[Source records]

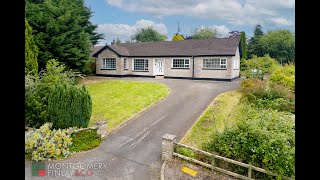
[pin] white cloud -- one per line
(238, 12)
(282, 21)
(125, 31)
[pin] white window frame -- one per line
(184, 63)
(125, 64)
(220, 64)
(104, 63)
(144, 63)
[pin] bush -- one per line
(69, 106)
(268, 95)
(85, 140)
(263, 137)
(46, 144)
(284, 76)
(37, 90)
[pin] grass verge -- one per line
(117, 101)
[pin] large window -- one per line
(180, 63)
(215, 63)
(109, 63)
(125, 63)
(140, 65)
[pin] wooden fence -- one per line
(212, 165)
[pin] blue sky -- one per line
(122, 18)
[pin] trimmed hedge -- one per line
(69, 106)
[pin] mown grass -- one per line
(218, 115)
(117, 101)
(85, 140)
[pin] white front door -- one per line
(158, 67)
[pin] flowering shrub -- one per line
(46, 144)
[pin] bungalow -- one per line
(213, 58)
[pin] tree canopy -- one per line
(204, 32)
(148, 34)
(279, 44)
(31, 50)
(243, 45)
(62, 31)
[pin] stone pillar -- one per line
(102, 128)
(167, 146)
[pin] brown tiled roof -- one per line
(192, 47)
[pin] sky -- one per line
(122, 18)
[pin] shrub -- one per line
(46, 144)
(284, 76)
(263, 137)
(69, 106)
(85, 140)
(37, 90)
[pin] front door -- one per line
(159, 66)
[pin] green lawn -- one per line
(218, 115)
(116, 101)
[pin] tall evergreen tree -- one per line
(31, 50)
(243, 45)
(62, 31)
(254, 46)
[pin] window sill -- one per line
(108, 69)
(214, 69)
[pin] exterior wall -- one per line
(212, 73)
(236, 70)
(175, 72)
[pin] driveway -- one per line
(134, 151)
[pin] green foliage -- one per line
(37, 90)
(285, 76)
(46, 144)
(254, 45)
(85, 140)
(69, 106)
(268, 95)
(243, 45)
(266, 138)
(31, 50)
(62, 31)
(204, 33)
(279, 44)
(149, 34)
(265, 64)
(177, 37)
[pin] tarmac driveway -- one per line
(134, 151)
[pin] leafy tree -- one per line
(31, 50)
(177, 37)
(149, 34)
(62, 31)
(254, 46)
(279, 44)
(243, 45)
(204, 33)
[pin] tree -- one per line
(62, 31)
(177, 37)
(149, 34)
(243, 45)
(31, 51)
(279, 44)
(204, 32)
(254, 46)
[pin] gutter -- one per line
(192, 67)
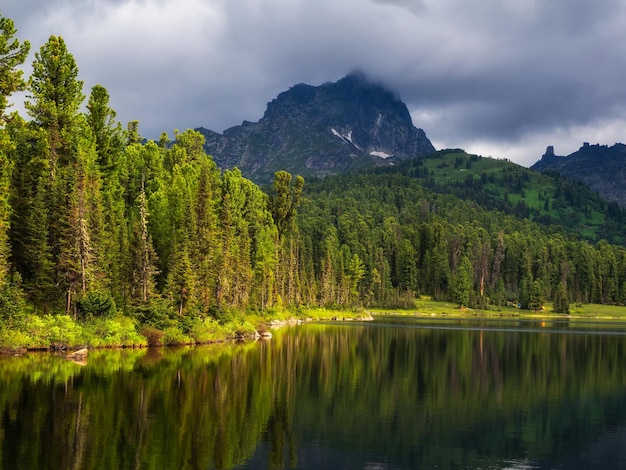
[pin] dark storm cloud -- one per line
(500, 77)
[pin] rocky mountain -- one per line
(348, 125)
(600, 167)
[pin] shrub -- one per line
(173, 336)
(96, 305)
(53, 331)
(208, 330)
(153, 335)
(119, 331)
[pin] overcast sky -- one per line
(501, 78)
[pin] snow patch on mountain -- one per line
(380, 153)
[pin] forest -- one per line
(98, 224)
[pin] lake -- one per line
(396, 393)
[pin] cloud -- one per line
(498, 75)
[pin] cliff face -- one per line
(319, 131)
(600, 167)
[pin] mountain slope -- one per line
(348, 125)
(548, 199)
(600, 167)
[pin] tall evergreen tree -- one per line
(12, 55)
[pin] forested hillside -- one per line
(549, 198)
(382, 238)
(96, 223)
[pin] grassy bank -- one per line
(61, 332)
(427, 307)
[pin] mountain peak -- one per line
(601, 167)
(333, 128)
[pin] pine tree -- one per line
(12, 55)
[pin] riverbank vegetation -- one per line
(109, 239)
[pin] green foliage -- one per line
(95, 222)
(12, 55)
(118, 331)
(207, 330)
(96, 304)
(52, 331)
(173, 336)
(463, 283)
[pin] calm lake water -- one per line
(397, 393)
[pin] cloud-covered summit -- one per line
(501, 78)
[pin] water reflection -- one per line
(395, 396)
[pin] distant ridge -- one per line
(600, 167)
(333, 128)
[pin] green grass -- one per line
(427, 307)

◆ **REQUEST**
Give every line of the rows above as a JSON list of strings, one string per line, with blank lines omitted. Leave the pictures out of your answer.

◆ **TASK RESULT**
[
  "[pin] white cloud -- one per line",
  "(238, 12)",
  "(282, 21)",
  "(125, 31)",
  "[pin] white window frame -- one per line",
  "(184, 63)",
  "(125, 64)",
  "(220, 64)",
  "(104, 63)",
  "(144, 63)",
  "[pin] bush -- one per line",
  "(69, 106)",
  "(268, 95)",
  "(85, 140)",
  "(263, 137)",
  "(46, 144)",
  "(284, 76)",
  "(37, 90)",
  "[pin] grass verge -- one per line",
  "(117, 101)",
  "[pin] large window -- one per line",
  "(180, 63)",
  "(215, 63)",
  "(109, 63)",
  "(125, 63)",
  "(140, 65)",
  "[pin] wooden fence -- one per line",
  "(212, 165)",
  "[pin] blue sky -- one per line",
  "(122, 18)",
  "[pin] trimmed hedge -- one per line",
  "(69, 106)",
  "[pin] mown grass -- one per line",
  "(218, 115)",
  "(117, 101)",
  "(85, 140)",
  "[pin] white front door -- one per line",
  "(158, 67)",
  "[pin] flowering shrub -- one per line",
  "(46, 144)",
  "[pin] bungalow -- one per line",
  "(213, 58)",
  "[pin] tree canopy -- one per line",
  "(204, 32)",
  "(148, 34)",
  "(279, 44)",
  "(31, 50)",
  "(243, 45)",
  "(62, 31)",
  "[pin] stone pillar -- one per line",
  "(102, 128)",
  "(167, 146)",
  "[pin] brown tiled roof -- one per line",
  "(192, 47)",
  "[pin] sky -- one per line",
  "(122, 18)",
  "[pin] shrub -- one per line",
  "(46, 144)",
  "(284, 76)",
  "(263, 137)",
  "(69, 106)",
  "(85, 140)",
  "(37, 90)",
  "[pin] front door -- one per line",
  "(159, 66)",
  "[pin] green lawn -- one per line",
  "(218, 115)",
  "(116, 101)",
  "[pin] tall evergreen tree -- one per line",
  "(31, 50)",
  "(243, 45)",
  "(62, 31)",
  "(254, 46)",
  "[pin] window sill -- one per line",
  "(108, 69)",
  "(214, 69)",
  "[pin] exterior wall -- one per line",
  "(212, 73)",
  "(236, 70)",
  "(175, 72)",
  "[pin] driveway -- one per line",
  "(134, 151)",
  "[pin] green foliage -- one per line",
  "(37, 90)",
  "(285, 76)",
  "(46, 144)",
  "(254, 45)",
  "(85, 140)",
  "(69, 106)",
  "(268, 95)",
  "(243, 45)",
  "(266, 138)",
  "(31, 50)",
  "(62, 31)",
  "(204, 33)",
  "(279, 44)",
  "(149, 34)",
  "(265, 64)",
  "(177, 37)",
  "[pin] tarmac driveway -- one per line",
  "(134, 151)",
  "[pin] leafy tree -- one per line",
  "(31, 50)",
  "(177, 37)",
  "(149, 34)",
  "(62, 31)",
  "(254, 46)",
  "(279, 44)",
  "(243, 45)",
  "(204, 33)",
  "[pin] tree -- one per line",
  "(62, 31)",
  "(177, 37)",
  "(149, 34)",
  "(243, 45)",
  "(31, 51)",
  "(279, 44)",
  "(204, 32)",
  "(254, 46)",
  "[pin] gutter -- one per line",
  "(192, 67)",
  "[pin] dark storm cloud -- one per line",
  "(500, 77)",
  "[pin] rocky mountain -- one per line",
  "(348, 125)",
  "(600, 167)",
  "[pin] shrub -- one per line",
  "(173, 336)",
  "(96, 305)",
  "(53, 331)",
  "(208, 330)",
  "(153, 335)",
  "(119, 331)",
  "[pin] overcast sky -- one per line",
  "(501, 78)",
  "[pin] snow patch on mountain -- one per line",
  "(380, 153)",
  "[pin] forest -- one per line",
  "(98, 224)",
  "[pin] lake -- one per line",
  "(396, 393)",
  "[pin] cloud -- one per line",
  "(498, 75)",
  "[pin] cliff face -- one per line",
  "(319, 131)",
  "(600, 167)",
  "[pin] mountain slope -- one per line",
  "(348, 125)",
  "(548, 199)",
  "(600, 167)",
  "[pin] tall evergreen tree -- one per line",
  "(12, 55)",
  "[pin] forested hillside -- one per line",
  "(549, 198)",
  "(382, 238)",
  "(96, 223)",
  "[pin] grassy bank -- one per line",
  "(61, 332)",
  "(427, 307)",
  "[pin] mountain peak -- one per line",
  "(601, 167)",
  "(333, 128)",
  "[pin] pine tree -- one per line",
  "(12, 55)",
  "[pin] riverbank vegetation -- one per line",
  "(109, 239)",
  "[pin] green foliage -- one per line",
  "(95, 222)",
  "(12, 55)",
  "(118, 331)",
  "(207, 330)",
  "(96, 304)",
  "(52, 331)",
  "(173, 336)",
  "(463, 283)",
  "[pin] calm lake water -- one per line",
  "(397, 393)",
  "[pin] cloud-covered summit -- one per line",
  "(501, 78)",
  "[pin] water reflection -- one per line",
  "(395, 396)",
  "[pin] distant ridge -- one per line",
  "(600, 167)",
  "(333, 128)",
  "[pin] green grass -- one per line",
  "(427, 307)"
]